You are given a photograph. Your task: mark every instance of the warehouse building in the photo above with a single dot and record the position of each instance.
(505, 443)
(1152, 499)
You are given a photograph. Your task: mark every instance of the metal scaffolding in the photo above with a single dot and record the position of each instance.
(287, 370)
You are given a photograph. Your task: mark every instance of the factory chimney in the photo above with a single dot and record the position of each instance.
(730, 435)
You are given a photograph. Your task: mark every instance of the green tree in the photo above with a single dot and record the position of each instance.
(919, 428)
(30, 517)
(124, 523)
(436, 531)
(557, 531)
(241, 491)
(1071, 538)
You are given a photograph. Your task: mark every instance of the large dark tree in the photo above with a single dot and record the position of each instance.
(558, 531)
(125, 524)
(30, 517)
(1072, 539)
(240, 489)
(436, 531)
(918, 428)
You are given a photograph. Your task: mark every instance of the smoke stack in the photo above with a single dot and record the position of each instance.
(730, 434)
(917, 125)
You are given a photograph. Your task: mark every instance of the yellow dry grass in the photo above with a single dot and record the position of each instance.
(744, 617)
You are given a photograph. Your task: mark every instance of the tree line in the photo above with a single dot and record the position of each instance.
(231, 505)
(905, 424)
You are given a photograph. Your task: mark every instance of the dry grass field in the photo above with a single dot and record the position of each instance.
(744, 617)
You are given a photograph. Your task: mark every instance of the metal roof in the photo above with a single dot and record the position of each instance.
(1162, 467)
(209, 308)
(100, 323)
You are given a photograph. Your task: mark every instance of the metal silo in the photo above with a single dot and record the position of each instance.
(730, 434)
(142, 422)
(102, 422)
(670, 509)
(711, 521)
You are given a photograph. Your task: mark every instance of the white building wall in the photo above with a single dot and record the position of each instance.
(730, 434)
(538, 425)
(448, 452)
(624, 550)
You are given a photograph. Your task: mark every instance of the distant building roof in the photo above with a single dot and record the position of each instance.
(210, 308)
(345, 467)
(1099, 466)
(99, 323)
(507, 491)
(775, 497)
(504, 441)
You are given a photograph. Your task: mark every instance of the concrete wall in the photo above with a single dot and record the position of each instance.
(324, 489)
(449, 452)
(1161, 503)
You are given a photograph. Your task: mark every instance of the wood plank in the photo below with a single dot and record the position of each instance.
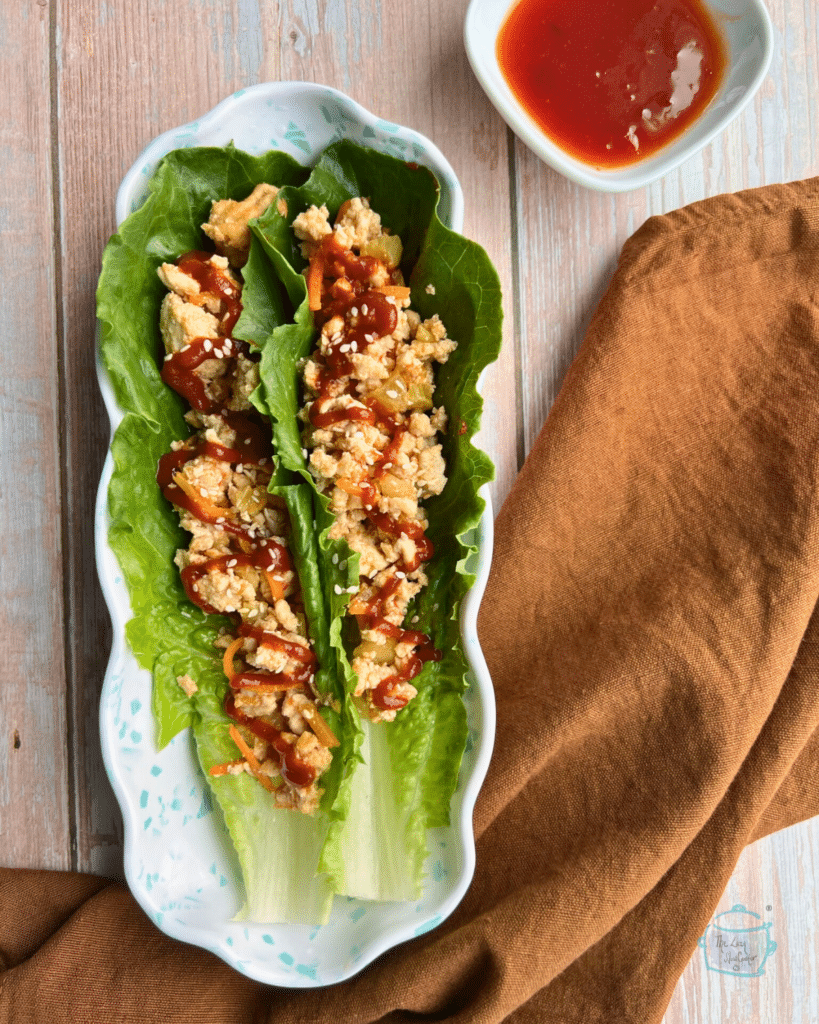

——

YOUR TASK -> Edit every row above by replacing "single dot" with "single point" wherever it occurs, keeping everything else unchanged, and leave the picture out of your answer.

TASK SOLUTION ->
You are given a photograph. Your task: mark every instance of the warehouse building in the photo above with a single point and record the position of each instance.
(505, 443)
(1152, 499)
You are given a photograph. Your task: mark every instance of the metal scaffolding in the photo above with a single point and record the position of each instance.
(287, 370)
You are given a photograph. Your task: mark every instance of the factory chimney in the photo above with a single point and record the position of each instance.
(730, 435)
You are given a photograph. Your task: mark every instance of the green tree in the photo above with a single point and record the position of each instance.
(919, 428)
(30, 517)
(124, 523)
(436, 531)
(557, 531)
(241, 491)
(1071, 538)
You are given a photograph. Your task: mark every instance of the large dark tree in the photo above with a single point and record the position of each instance.
(558, 531)
(125, 524)
(30, 517)
(1072, 539)
(240, 489)
(436, 531)
(918, 428)
You are given a photograph. Your task: mark every instance of the smoke stack in the photo above with a single point and record the position of each instance.
(730, 434)
(917, 125)
You are given a photograph. Your task: mark every instance of the yellow dry grass in the photo above with a single point and record the position of each instance.
(744, 617)
You are given a photograph. Your task: mark every instance of the tree line in the photo above with a single point and record the position of each instance.
(231, 505)
(905, 424)
You are given a photograph. Your task: mark every instance of the dry grass field in the photo above with a single point and record the position of each instance.
(744, 617)
You are given a photograph. Your task: mark every instance of the metal roof in the photo above with a single point and record the position of each instance.
(1162, 467)
(209, 308)
(100, 323)
You are given a photograph. Your task: mark every instance of the metal silo in the photo above with a single point and record the position of each instance.
(730, 434)
(142, 422)
(102, 422)
(670, 509)
(711, 521)
You are given a photograph. Your task: mark every instance of the white building wall in the photo above with a single point and record the position of each instance.
(730, 434)
(538, 425)
(448, 452)
(624, 550)
You are given a photograph. Your task: mark every instance of the distant building roof in the photo above with a single point and record the position of each instance.
(210, 308)
(345, 467)
(1099, 466)
(99, 323)
(507, 491)
(775, 497)
(504, 441)
You are given a photograph. Your task: mark every instance of the concrete wall in the photo above with a single point and record the position of each instance.
(324, 489)
(449, 452)
(1161, 503)
You are given a photograph. Your task: mark every instance of the wood plank in the photo below with a single point and record the position of each instance.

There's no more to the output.